### [Source passage]
▽

Is Corporate America KPI’d Out?

by Vinod Prashad and John Rodgers

There’s a better approach to getting the most out of Key Performance Indicators

©Nuthawut Somsuk/iStock/Getty Images Plus

Key Performance Indicators (KPIs) are present at nearly every level of the leading U.S. corporations—from their HR departments, to finance, to marketing, to sales. On paper, KPIs serve a very useful function: they quantify performance over a period of time, giving teams targets to hit, establishing milestones in a company’s journey toward its goals, and providing leaders with insights that can steer the ship toward greater efficiency and profitability.

However, in the age of advanced analytics, where organizations rush to incorporate the latest in analytics into aging infrastructures, companies keep building up their list of KPIs while losing sight of the big picture. Ironically, many companies that try to incorporate more data just end up with more reports that aren’t used and the data itself becomes less useful. Imagine someone intending to knit a sweater but instead starts tunnel visioning on making more and more loops, without connecting them back to the already-woven fabric. The loops become an end in themselves. This is what organizations are doing by over-indexing on KPIs—making the means the focus, not the end. Companies need to think beyond the “loops” to connect with the fabric of the bigger picture.

While there isn’t a magic number of KPIs that is correct for everyone, each company does need a well-organized set of metrics. Without a bold strategic vision that prompts action—one step in a larger culture shift toward decision making—KPIs quickly lose their standalone value. KPI measurements must be cohesive, each one building off the next link in a cascading chain to guide the organization forward. Companies are often enticed by the emergence of new data sources and lower data collection costs, misleading them into creating a glut of data. This unnecessary data, or data not tied to a specific purpose, takes time and resources to sift through, eating into the added value that these systems initially promised.

Once you have identified the right set of KPIs, incorporating them is a delicate balancing act. Let’s say a company has a set of 30 very compact KPIs, not too many, not too few, and they’re reasonably interlinked. Even if a vast majority of these KPIs are accurate and relevant, getting a few key elements wrong can poison the entire data chain. The tower can fall if one of the foundational bricks is displaced, resulting in disconnected KPIs across different parts of the organization, data residing in silos, inconsistent definitions and methodologies and limited documentation on data sources.

△

[Natural-language region descriptions]
▽

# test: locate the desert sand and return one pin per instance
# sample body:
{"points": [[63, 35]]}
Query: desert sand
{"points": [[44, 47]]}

△

### [Activity A]
From the article on corporate KPIs, reproduce the passage from "Key Performance Indicators (KPIs)" to "efficiency and profitability.".
### [Activity B]
How many KPIs does the hypothetical company in the KPI article have?
### [Activity C]
Can you continue the article on corporate KPIs after its final sentence?

### [Answer space A]
Key Performance Indicators (KPIs) are present at nearly every level of the leading U.S. corporations—from their HR departments, to finance, to marketing, to sales. On paper, KPIs serve a very useful function: they quantify performance over a period of time, giving teams targets to hit, establishing milestones in a company’s journey toward its goals, and providing leaders with insights that can steer the ship toward greater efficiency and profitability.

### [Answer space B]
30 very compact KPIs.

### [Answer space C]
What are some of the key elements that organizations must get right? First off, the entire organization must not only be engaged but need to buy in to the incorporation of KPIs. Even if the organization has faith in the KPIs, they shouldn’t become overly ambitious, blinded by the allure of having technology that can capture all these measures. Companies often make this mistake, setting off on a multi-year data collection journey without realizing how large and stifling this commitment can be. Other pitfalls to avoid are not moving in modular ways, not having interim solutions, and not setting early milestones.

To avoid these pitfalls and ensure KPIs across the organization are connected and appropriate, leaders need to explore some different facets of their best uses as related to the company’s strategic priorities. Setting up a cascading framework—that is, linking top-level KPIs that reflect leadership priorities with additional strategic operational KPIs at all levels of reporting—is crucial to helping with prioritization and alignment. A transformation program should also be established and include managing initiatives through a standard dashboard, operationalizing reporting across business units, and driving a culture of continuous improvement and data-driven decision making. This also means accepting that software is not the only solution: resources must be dedicated to standardizing and visualizing reports with the end user in mind. 

By focusing on measuring more meaningful and actionable metrics, companies can unlock the potential of KPIs—streamlining and revolutionizing their organizations. Becoming more aware of how KPIs are rolled out across the organization allows companies to bring into better focus whether they’re being consistently applied across all the facets of an organization. Above all else, companies must realize that metrics point to underlying problems and decisive actions are needed to remedy these problems. KPIs don’t affect the change, they’re merely a symptom that points back to the root cause of the ailment.

Vinod Prashad is a Managing Director and John Rodgers is COO and Managing Partner at SSA & Company.